- _Prompt_
Nothing in the data should change when you return it, but leave the pictures out.

- _Supplied data_
****

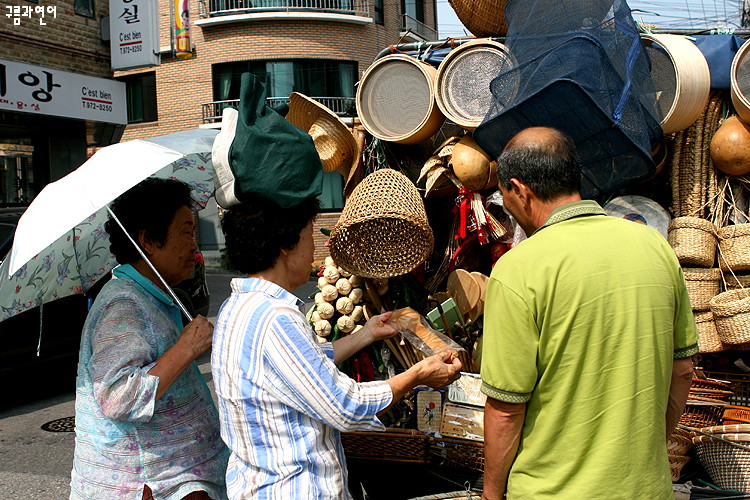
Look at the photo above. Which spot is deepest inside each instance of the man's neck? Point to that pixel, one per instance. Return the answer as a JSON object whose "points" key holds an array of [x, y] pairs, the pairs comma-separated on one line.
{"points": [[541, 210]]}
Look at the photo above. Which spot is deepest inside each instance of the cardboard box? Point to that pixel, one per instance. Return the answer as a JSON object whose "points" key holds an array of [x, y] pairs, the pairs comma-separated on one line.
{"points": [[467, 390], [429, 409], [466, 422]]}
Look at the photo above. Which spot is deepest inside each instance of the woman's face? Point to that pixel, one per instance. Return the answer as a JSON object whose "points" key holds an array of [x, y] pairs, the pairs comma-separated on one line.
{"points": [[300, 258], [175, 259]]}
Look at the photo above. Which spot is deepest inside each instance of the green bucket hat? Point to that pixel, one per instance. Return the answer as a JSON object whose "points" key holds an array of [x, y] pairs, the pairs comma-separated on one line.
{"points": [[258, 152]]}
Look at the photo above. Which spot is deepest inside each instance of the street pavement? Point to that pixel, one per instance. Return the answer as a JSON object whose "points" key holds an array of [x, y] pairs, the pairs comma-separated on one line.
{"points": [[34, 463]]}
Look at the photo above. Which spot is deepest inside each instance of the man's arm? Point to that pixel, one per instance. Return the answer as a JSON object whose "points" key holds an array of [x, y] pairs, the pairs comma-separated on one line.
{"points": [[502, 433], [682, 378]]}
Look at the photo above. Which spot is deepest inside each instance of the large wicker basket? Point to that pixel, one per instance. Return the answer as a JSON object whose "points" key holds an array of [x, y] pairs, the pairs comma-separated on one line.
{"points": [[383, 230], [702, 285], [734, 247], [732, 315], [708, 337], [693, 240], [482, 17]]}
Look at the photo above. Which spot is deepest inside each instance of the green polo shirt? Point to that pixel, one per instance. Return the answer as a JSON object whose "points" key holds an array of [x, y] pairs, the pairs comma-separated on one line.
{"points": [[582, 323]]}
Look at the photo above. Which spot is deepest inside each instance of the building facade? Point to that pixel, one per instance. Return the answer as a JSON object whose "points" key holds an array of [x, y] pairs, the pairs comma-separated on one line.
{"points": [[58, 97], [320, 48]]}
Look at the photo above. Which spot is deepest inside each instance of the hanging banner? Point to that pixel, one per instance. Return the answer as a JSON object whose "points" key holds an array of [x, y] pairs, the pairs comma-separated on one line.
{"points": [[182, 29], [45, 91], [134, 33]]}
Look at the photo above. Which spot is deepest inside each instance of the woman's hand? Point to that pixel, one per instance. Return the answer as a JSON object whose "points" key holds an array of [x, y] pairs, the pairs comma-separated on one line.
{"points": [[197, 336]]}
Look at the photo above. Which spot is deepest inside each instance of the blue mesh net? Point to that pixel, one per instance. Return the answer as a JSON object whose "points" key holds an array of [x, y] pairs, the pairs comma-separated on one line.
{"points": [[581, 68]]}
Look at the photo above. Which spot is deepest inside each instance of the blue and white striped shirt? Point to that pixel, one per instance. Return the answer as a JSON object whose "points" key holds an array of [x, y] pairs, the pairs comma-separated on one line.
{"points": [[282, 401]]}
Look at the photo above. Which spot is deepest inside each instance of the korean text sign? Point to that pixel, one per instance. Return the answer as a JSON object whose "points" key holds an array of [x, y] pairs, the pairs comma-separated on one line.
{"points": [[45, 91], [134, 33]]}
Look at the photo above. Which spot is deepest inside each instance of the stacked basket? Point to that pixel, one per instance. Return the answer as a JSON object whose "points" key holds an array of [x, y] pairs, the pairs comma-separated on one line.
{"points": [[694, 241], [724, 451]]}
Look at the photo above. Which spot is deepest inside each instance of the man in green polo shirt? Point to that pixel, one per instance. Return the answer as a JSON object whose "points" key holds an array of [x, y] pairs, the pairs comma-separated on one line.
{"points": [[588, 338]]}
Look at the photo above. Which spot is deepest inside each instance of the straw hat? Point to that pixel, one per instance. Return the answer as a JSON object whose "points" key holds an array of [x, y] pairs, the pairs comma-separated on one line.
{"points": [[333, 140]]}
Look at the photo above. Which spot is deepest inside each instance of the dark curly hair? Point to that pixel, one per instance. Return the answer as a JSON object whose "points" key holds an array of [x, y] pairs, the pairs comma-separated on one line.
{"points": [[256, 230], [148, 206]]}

****

- _Complete output_
Look at the photo above. Which spot is deepest inside each instance of the man's neck? Point to that pixel, one per instance. Return the answer as a JSON object whose "points" key holds an array of [x, y] pairs, the pairs comma-separated on one line.
{"points": [[541, 210]]}
Look at the photo above. Which spot is deepest inside each instance of the cardboard box? Point to that pixel, one per instance. Return the answer as a JSON object whose "points" key holds an array of [x, y] pairs, the pairs comma-separated on one line.
{"points": [[467, 390], [429, 409], [466, 422]]}
Look at the photo above. Which spot is deepest inside each instance of the woman's face? Point to that pixel, one per instance. Return the answer as a JSON object whose "points" key holds an array of [x, y] pairs, the pairs comma-separated on one line.
{"points": [[300, 258], [175, 259]]}
Look at the photo above. Which spot is deepest inside each instance of the green bucket hat? Point to that pixel, one per instance. Return the answer as a JSON object whose "points" key holds an array of [x, y] pairs, the pairs comma-separated on one line.
{"points": [[258, 152]]}
Look at the photo above. Which spot is deepest inside each instance of the street pavement? Point to that pixel, one per instance. Return the answer as a JSON object whose "points" key holds an array of [x, y] pairs, the pairs comma-separated on one line.
{"points": [[34, 463]]}
Look at the photo above. Which spot is deepest inside each instance of the man's arm? Point to that pixel, one per instance. Return the answer as a JSON object whose "points" key holds an array of [x, y] pairs, the pairs comma-separated on one line.
{"points": [[502, 433], [682, 378]]}
Look at the photo above. Which spot is deepest inside each instance of the large wicker basket? Point to that pixel, one per instance. Return the answer as a JSON object whose "points" key holds an array of [x, y] pairs, the pairs comma-separated on one line.
{"points": [[383, 230], [702, 285], [734, 247], [732, 315], [708, 337], [693, 240], [482, 17]]}
Look at the photo above. Which spot is deepest inside each instance of the green polo shirt? Point to that pixel, one per instance. Return the answer as a JSON object whose "points" key holds an array of [x, y] pairs, the pairs comma-separated on one line.
{"points": [[582, 323]]}
Look at the photo above. Which spot is deepest inside each instance of the building facade? Point to that pixel, one per instance. Return the answer as a JSON object whose "points" key holds an array of [x, y] pairs, the pairs comma-separated on one line.
{"points": [[58, 97], [320, 48]]}
Look at the photo above. Which spot is deepest inside each instance of the hanging banner? Point to that pixel, one per instance. Return the answer as a JSON object whose "points" key holds an array of [x, y] pairs, the pairs comma-separated on one line.
{"points": [[182, 29], [45, 91], [134, 33]]}
Look at the photo above. Which spot is deepest inside each instance of the woman's hand? Point to that pixel, one per instance. Return the answer as a JSON object whose "points" key holds an array of [x, y] pairs, the pairs comma-separated on one line.
{"points": [[197, 336]]}
Look at the photo above. Which spot is deepest inside each instance of the blue mesh net? Point to that pixel, one per instance. Return the answer as a JSON object whose "points" key holds an array of [x, y] pairs, the pairs comma-separated on one line.
{"points": [[581, 68]]}
Look at the photo above. Which spot is deepest inside each instance of the blue and white striped shirt? Point to that pixel, one per instance. Return the answer as a JSON object whose "points" key holds an array of [x, y] pairs, the pairs comma-separated on one line.
{"points": [[282, 401]]}
Look at the photo above. Which spot is deepest inside each instance of the korean text sign? Point to that pixel, one per instance. Return the answer as a JSON object whose "points" key holds an array of [x, y] pairs, the pairs comma-separated on one line.
{"points": [[45, 91], [134, 33]]}
Look at the photo above. Which spot is deepest inside each instance of the stacked basket? Point to that pixel, one per instance. Return the answer as a JSON object whose "points" key holds an array of [x, y] pairs, the pairs comma-separated on one line.
{"points": [[694, 241], [724, 451]]}
Look at the photo above. Which spot is deepest inside each instance of the man in green polo shirt? Point to that pixel, one per instance. Return the answer as a JSON object whose "points" key holds an array of [x, y] pairs, the pairs comma-separated on one line.
{"points": [[588, 338]]}
Look at the photo above. Which spot is deepest inside each instance of the straw hat? Point to that pixel, one per instance. Return the answer as a JSON object whose "points" key holds an array of [x, y] pairs, the pairs comma-separated on one line.
{"points": [[333, 140]]}
Look at the photo above. Which spot is deepest inside each instance of the dark curly hair? Point to that pixel, one per instance. Return the answer as a JSON object whose "points" key holds an array of [x, y] pairs, the pairs comma-separated on one line.
{"points": [[256, 230], [148, 206]]}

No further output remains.